> **Text**
Stanislaw Petrow: Verhinderer des Atomkriegs
Am 26. September 1983 meldete das sowjetische Raketenfrühwarnsystem einen US-amerikanischen Atomraketenangriff. Der diensthabende Offizier Stanislaw Petrow musste die Situation unter enormem Druck bewerten: Im Falle eines Angriffs blieben nur wenige Minuten, um zu reagieren. Sein bedachtes Handeln verhinderte möglicherweise eine Katastrophe.
Stanislaw Petrow wurde 1939 in Russland geboren. Er studierte Luftfahrttechnik. Nach seinem Abschluss schloss er sich den sowjetischen Luftstreitkräften an und stieg zum Oberstleutnant auf. In seiner Funktion war er ab Mitte der 1970er Jahre am Aufbau und der späteren Überwachung des sowjetischen Raketenfrühwarnsystems beteiligt.

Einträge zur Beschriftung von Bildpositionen
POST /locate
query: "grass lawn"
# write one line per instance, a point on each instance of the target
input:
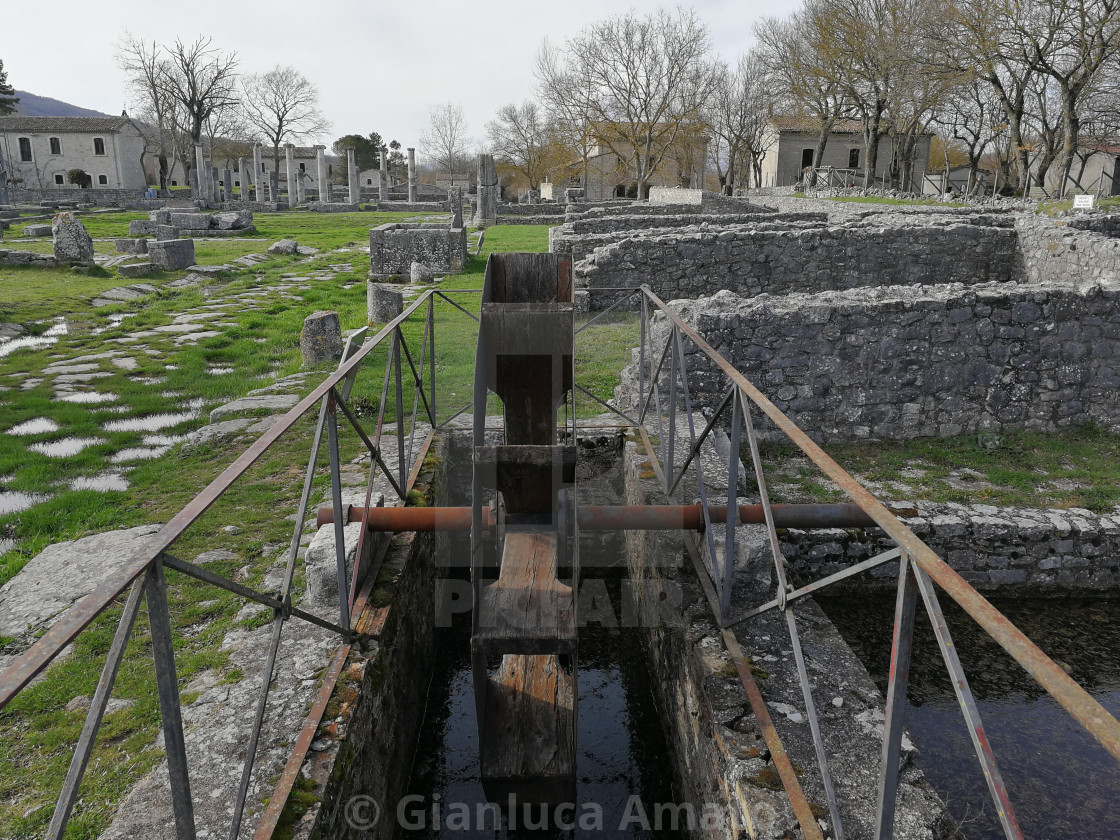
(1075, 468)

---

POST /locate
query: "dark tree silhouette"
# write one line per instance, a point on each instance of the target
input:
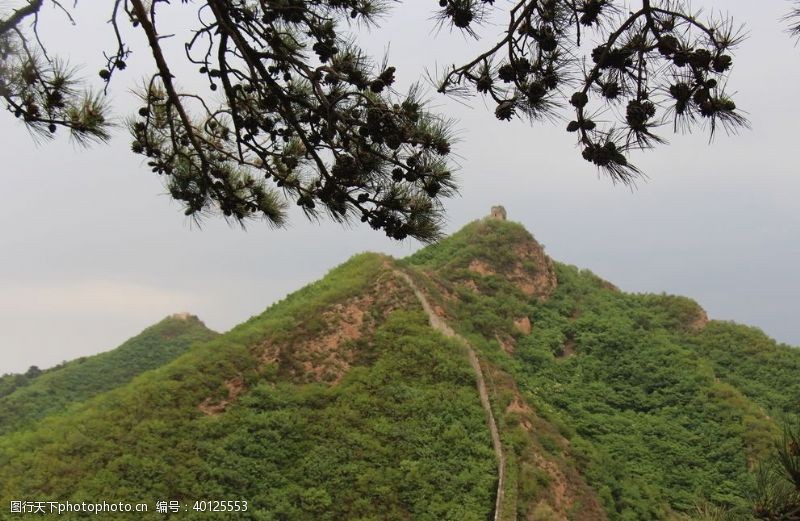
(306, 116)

> **Zu lösende Aufgaben**
- 1) Beantworten Sie die folgenden Fragen zum Text über Stanislaw Petrow jeweils knapp.
(a) An welchem Datum meldete das sowjetische Raketenfrühwarnsystem einen US-amerikanischen Atomraketenangriff?
(b) Welches Fach studierte Stanislaw Petrow?
(c) Zu welchem Rang stieg er in den sowjetischen Luftstreitkräften auf?
- 2) Führen Sie den Text über Stanislaw Petrow im Anschluss an seinen letzten Satz weiter.

> **Ergebnisse**
- 1)
(a) Am 26. September 1983.
(b) Luftfahrttechnik.
(c) Zum Oberstleutnant.

- 2)
Ziel der Frühwarnsysteme während des Kalten Kriegs war es, einen möglichen atomaren Erstschlag der Gegenseite rechtzeitig zu erkennen, um noch vor dem Einschlag der Atombomben mit einem Vergeltungsschlag reagieren zu können. Dieses sogenannte “Gleichgewicht des Schreckens” sorgte für eine gewisse Stabilität, basierend auf der Annahme, dass keine der beiden Seiten so irrational handeln würde, die eigene Zerstörung für die Vernichtung des Gegners in Kauf zu nehmen.
Am Abend des 26. Septembers 1983 hatte Stanislaw Petrow dienstfrei. Eigentlich, denn nachdem sich ein anderer Offizier krankgemeldet hatte, erhielt er den Befehl, einzuspringen. Um 20 Uhr trat er seinen Dienst im geheimen Serpuchow-15-Luftraumüberwachungsbunker südlich von Moskau an.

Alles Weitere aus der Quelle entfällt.